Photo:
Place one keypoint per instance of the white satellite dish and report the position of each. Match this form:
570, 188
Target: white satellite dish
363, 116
********
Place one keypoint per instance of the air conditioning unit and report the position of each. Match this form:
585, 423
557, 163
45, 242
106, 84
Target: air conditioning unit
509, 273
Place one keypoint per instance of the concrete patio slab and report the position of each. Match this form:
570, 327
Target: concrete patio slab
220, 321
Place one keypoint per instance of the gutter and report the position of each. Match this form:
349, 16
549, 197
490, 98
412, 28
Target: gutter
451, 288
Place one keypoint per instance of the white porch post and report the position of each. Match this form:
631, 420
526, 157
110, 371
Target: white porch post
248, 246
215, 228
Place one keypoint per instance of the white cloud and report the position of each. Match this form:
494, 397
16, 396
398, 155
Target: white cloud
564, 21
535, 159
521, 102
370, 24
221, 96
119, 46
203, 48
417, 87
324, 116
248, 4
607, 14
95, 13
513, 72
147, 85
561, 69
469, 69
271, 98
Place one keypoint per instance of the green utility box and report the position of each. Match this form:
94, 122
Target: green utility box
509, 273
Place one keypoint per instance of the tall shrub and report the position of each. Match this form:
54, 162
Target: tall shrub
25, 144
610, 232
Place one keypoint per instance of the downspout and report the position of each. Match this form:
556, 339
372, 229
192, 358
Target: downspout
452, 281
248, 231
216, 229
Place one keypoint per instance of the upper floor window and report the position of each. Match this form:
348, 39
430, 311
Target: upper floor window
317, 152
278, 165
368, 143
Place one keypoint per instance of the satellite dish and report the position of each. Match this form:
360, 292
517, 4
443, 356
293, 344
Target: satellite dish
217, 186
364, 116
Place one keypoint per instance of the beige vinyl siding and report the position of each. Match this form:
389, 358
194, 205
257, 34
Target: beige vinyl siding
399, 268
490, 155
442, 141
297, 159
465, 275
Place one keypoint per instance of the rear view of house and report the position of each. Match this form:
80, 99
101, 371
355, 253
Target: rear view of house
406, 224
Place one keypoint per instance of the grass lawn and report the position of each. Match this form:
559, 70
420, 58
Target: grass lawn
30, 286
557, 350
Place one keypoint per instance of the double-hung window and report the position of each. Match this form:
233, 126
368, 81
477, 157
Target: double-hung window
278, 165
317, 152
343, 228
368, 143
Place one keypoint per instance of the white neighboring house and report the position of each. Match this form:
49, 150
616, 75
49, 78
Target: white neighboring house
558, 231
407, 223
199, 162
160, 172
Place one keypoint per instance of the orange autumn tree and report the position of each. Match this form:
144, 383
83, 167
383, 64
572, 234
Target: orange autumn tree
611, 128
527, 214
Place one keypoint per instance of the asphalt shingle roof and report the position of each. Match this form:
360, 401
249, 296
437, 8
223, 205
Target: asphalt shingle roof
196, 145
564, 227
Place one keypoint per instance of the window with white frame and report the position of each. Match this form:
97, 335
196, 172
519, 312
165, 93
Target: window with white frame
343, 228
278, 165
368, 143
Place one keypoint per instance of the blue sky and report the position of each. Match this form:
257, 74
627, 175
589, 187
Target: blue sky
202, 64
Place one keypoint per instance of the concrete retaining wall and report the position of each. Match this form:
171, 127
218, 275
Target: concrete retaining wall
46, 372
********
WHAT IS EXPECTED:
Return every line of the listing above that contains the word "tree", copying each one in full.

THE ANSWER:
Place one keypoint per instance of the orange autumn tree and report the position of each. Match this form:
Target: orange autumn tree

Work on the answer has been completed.